SELECTED TEXT>
::::::::::

Bouverie was out of Parliament from 1771, when he vacated his seat on the family interest for his nephew’s convenience, until 1790. In 1774, 1782 and 1784 he was a potential candidate at Northampton, where his residence on his mother’s property gave him an interest. The independent party that made overtures to him in 1784 renewed the invitation in 1790 and he was returned after a contest. An habitué of Brooks’s Club, he regarded himself as a personal friend of Charles James Fox and aped his politics.1 A bid to topple him from his seat in 1796 on the grounds that he had given dissatisfaction to his constituents was unsuccessful and he was henceforward unopposed for life.

::::::::::

DATASET ROWS>
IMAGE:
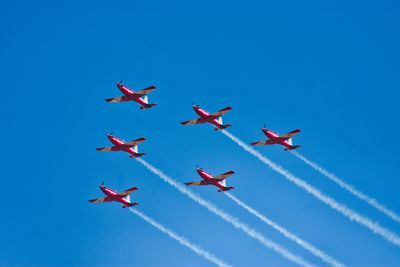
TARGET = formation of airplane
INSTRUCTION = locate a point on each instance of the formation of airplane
(120, 145)
(274, 138)
(214, 118)
(208, 179)
(204, 117)
(111, 195)
(130, 95)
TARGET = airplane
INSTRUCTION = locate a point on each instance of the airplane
(208, 179)
(214, 118)
(274, 138)
(120, 145)
(111, 195)
(130, 95)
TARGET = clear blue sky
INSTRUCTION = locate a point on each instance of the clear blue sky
(330, 69)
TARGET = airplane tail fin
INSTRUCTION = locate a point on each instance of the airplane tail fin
(292, 147)
(223, 127)
(146, 106)
(226, 189)
(130, 205)
(137, 155)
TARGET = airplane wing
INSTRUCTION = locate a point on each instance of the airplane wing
(145, 91)
(221, 112)
(117, 99)
(191, 122)
(290, 134)
(135, 142)
(127, 192)
(262, 143)
(100, 200)
(108, 149)
(197, 183)
(223, 176)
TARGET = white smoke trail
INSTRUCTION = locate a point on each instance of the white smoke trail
(371, 201)
(350, 214)
(227, 217)
(183, 241)
(320, 254)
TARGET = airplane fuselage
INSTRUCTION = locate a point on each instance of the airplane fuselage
(207, 178)
(206, 117)
(113, 195)
(276, 139)
(121, 145)
(129, 94)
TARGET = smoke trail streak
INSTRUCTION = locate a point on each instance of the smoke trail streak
(183, 241)
(350, 214)
(311, 248)
(371, 201)
(226, 217)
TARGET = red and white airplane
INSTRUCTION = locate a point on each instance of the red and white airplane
(274, 138)
(120, 145)
(208, 179)
(214, 118)
(111, 195)
(130, 95)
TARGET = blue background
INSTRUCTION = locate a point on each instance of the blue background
(330, 69)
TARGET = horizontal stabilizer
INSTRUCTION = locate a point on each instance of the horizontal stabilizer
(117, 99)
(130, 205)
(226, 189)
(223, 127)
(107, 149)
(292, 148)
(100, 200)
(137, 155)
(196, 183)
(146, 106)
(261, 143)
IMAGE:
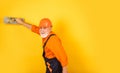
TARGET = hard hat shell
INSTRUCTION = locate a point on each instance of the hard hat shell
(45, 22)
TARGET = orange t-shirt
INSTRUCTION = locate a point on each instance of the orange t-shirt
(53, 47)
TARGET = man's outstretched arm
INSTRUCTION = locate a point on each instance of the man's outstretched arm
(20, 21)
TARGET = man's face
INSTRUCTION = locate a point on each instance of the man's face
(44, 31)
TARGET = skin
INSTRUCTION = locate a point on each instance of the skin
(44, 30)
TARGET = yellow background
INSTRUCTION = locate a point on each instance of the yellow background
(89, 30)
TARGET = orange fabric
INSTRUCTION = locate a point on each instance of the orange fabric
(35, 29)
(54, 48)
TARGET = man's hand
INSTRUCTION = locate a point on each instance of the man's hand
(20, 21)
(65, 70)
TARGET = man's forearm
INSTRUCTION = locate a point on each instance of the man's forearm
(29, 26)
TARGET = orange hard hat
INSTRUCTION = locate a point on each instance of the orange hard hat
(45, 22)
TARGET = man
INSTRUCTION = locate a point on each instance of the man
(53, 51)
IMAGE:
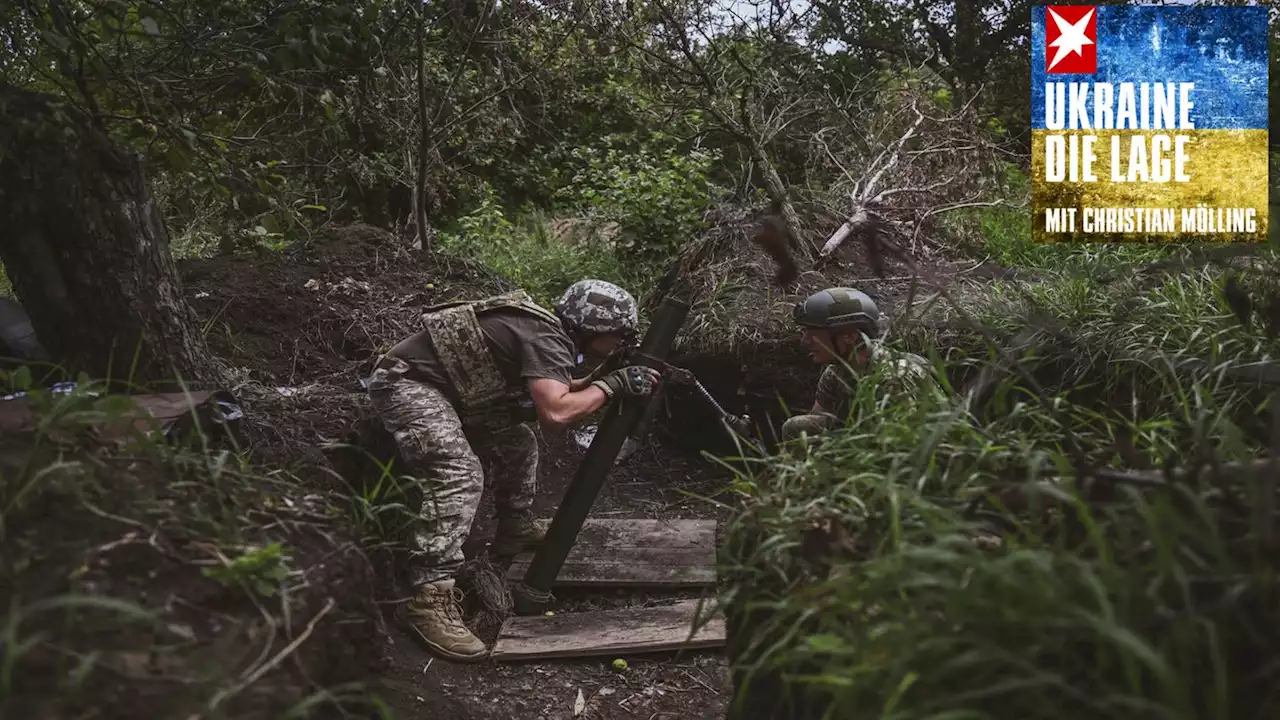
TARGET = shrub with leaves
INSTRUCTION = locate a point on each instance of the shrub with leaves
(1019, 554)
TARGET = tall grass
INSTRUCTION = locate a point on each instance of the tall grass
(942, 556)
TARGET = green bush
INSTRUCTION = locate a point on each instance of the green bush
(657, 194)
(525, 253)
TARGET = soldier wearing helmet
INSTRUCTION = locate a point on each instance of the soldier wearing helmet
(841, 328)
(458, 390)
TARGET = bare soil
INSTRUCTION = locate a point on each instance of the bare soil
(657, 482)
(312, 322)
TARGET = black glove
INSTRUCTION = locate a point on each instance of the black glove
(635, 381)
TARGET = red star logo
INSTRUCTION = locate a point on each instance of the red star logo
(1070, 39)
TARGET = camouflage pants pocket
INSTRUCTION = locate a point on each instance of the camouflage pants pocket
(430, 440)
(511, 459)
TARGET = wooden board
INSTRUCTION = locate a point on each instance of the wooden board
(673, 554)
(621, 632)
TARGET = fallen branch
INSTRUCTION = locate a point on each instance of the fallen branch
(270, 665)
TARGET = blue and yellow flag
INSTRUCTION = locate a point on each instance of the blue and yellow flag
(1148, 123)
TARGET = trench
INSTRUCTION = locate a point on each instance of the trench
(666, 477)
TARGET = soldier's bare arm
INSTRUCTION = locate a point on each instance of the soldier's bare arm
(560, 405)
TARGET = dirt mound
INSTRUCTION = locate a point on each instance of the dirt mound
(316, 315)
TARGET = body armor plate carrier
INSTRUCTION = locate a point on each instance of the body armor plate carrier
(455, 329)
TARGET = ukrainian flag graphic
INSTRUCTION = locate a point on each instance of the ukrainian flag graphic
(1150, 123)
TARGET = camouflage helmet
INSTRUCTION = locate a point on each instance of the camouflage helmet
(597, 306)
(839, 308)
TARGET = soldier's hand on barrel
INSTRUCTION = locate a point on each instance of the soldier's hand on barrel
(635, 381)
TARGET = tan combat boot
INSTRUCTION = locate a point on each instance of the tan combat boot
(516, 534)
(435, 614)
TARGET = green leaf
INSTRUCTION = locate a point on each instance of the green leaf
(58, 41)
(21, 379)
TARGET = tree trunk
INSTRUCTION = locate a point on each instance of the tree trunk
(87, 250)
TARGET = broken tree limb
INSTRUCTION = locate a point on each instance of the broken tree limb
(864, 196)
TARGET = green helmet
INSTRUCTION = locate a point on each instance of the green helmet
(839, 308)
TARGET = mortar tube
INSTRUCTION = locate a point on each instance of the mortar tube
(533, 595)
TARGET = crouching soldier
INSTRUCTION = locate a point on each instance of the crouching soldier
(452, 393)
(841, 328)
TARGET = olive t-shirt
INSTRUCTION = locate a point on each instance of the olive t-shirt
(524, 346)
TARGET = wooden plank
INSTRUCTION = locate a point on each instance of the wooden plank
(627, 630)
(675, 554)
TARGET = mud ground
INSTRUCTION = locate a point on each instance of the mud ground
(657, 482)
(316, 319)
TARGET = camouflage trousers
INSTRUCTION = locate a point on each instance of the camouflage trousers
(810, 424)
(447, 463)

::::::::::

WORK TO DO> According to the passage on Bouverie's time in Parliament, which club did he frequent? The listing is not needed for this work.

OUTPUT OF THE EXERCISE> Brooks's Club.